_Material provided_:
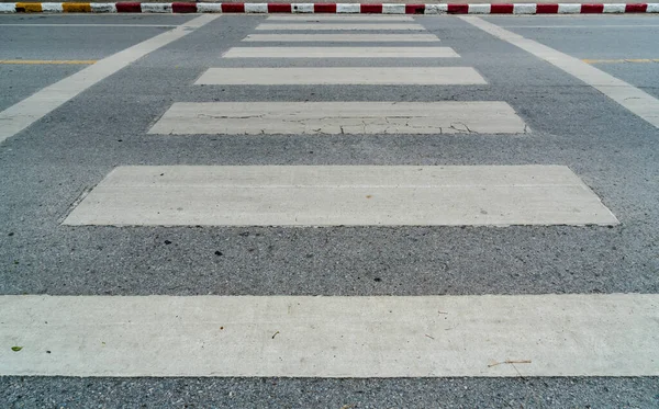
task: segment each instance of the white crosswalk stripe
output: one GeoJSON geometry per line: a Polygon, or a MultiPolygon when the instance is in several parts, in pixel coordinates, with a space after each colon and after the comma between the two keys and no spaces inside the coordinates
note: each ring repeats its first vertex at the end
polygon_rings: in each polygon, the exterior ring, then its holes
{"type": "Polygon", "coordinates": [[[566,167],[121,167],[67,225],[615,225],[566,167]]]}
{"type": "Polygon", "coordinates": [[[505,102],[177,102],[165,135],[522,134],[505,102]]]}
{"type": "Polygon", "coordinates": [[[224,58],[457,58],[450,47],[233,47],[224,58]]]}
{"type": "Polygon", "coordinates": [[[434,43],[434,34],[249,34],[244,42],[269,43],[434,43]]]}
{"type": "Polygon", "coordinates": [[[276,24],[264,23],[257,25],[256,31],[424,31],[423,25],[405,23],[387,24],[356,24],[356,23],[336,23],[336,24],[276,24]]]}
{"type": "Polygon", "coordinates": [[[0,375],[657,376],[658,307],[655,294],[5,296],[0,343],[30,348],[0,350],[0,375]]]}
{"type": "Polygon", "coordinates": [[[357,15],[340,15],[340,14],[314,14],[314,15],[291,15],[291,14],[273,14],[268,15],[266,21],[294,21],[297,23],[304,22],[355,22],[355,21],[372,21],[372,22],[392,22],[392,21],[414,21],[411,15],[377,15],[377,14],[357,14],[357,15]]]}
{"type": "Polygon", "coordinates": [[[471,67],[242,67],[210,68],[194,83],[205,86],[469,86],[488,82],[471,67]]]}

_Objective_: Transcribe, without any change, the rows from the start of the records through the line containing "polygon_rings: in each", both ends included, and leave the picture out of your answer.

_Correct output_:
task: segment each instance of the white crosswalk stripe
output: one GeoJSON geometry per line: a Polygon, or a MultiPolygon when the instance is in several parts, in pixel coordinates, with a space after each colon and after the comma between the two keys and no spaces inside the coordinates
note: each ring repeats its first vertex at the end
polygon_rings: in each polygon, the exterior ring, then its holes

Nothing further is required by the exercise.